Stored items
= = = = = = =
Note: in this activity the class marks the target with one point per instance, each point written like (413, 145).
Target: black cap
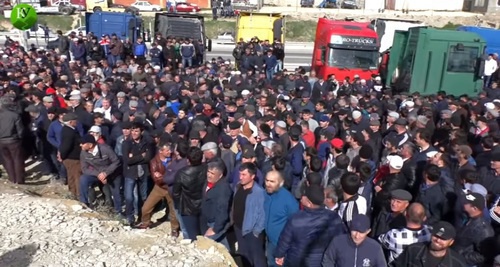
(476, 200)
(365, 152)
(315, 194)
(444, 230)
(401, 121)
(194, 135)
(248, 152)
(88, 139)
(52, 110)
(314, 178)
(401, 194)
(226, 141)
(126, 125)
(234, 125)
(495, 156)
(166, 122)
= = = = = = =
The result should be all the records, retyped exactly, with no pictures among them.

■ **Output for this exercise**:
Note: in this activity the class marks the target with one point per instance, each point written like (413, 145).
Target: black cap
(476, 200)
(365, 152)
(315, 194)
(444, 230)
(401, 121)
(194, 135)
(248, 152)
(88, 139)
(52, 110)
(314, 178)
(401, 194)
(226, 141)
(126, 125)
(234, 125)
(495, 156)
(166, 122)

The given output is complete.